# Text extract
--------------------------------------------------

Open Component Architecture



 Overview

Within the context of database and data handling software, products based on a true Open Component Architecture are easy to distinguish.

They offer the flexibility of Open Systems standards, so that they are available on a wide range of platforms, compatible with a wide range of operating environments, and their data and code is easily accessible through a wide range of routes.

Re-usability based on simple, stable, self-contained components which go on working year in year out brings genuine productivity rather than continual re-working, re-skilling and re-building.

A consistent structure that provides a clear architecture to guide use, development, maintenance is essential if low deployment costs are to be reflected in low support costs to make integration across the enterprise truly viable.



 Open Flexibility

Availability on a wide range of platforms, minimally including Unix and Microsoft operating systems is an essential pre-requisite for any database or data handling product with any serious claims to an Open Systems heritage. However, it is not enough. Availability must be matched by compatibility and accessibility.

--------------------------------------------------

# Your goal
Continue the Open Component Architecture text from its last sentence. The material that comes next is from a separate source and is unrelated to the text on Open Component Architecture.

# Data
--------------------------------------------------

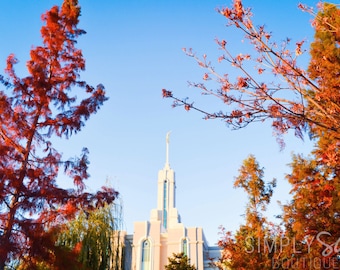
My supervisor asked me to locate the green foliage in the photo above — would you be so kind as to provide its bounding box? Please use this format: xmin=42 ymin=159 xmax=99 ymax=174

--------------------------------------------------

# Final result
For databases themselves this means data compatibility. Movement of complete databases between platforms should be straightforward with appropriate automatic or semi-automatic tools to cover the complex issues such as transformation between high and low end binary data as well as the more trivial ones. Even more important for the typical user is compatibility between revisions of the same product or the same operating system family. It is here in particular that many products completely fail to live up to expectations. It is a completely unacceptable waste of precious resources for database administrators or other highly expert personnel to be engaged on completely unnecessary exercises in data conversion simply in order to benefit from the new release of a database product from the same vendor.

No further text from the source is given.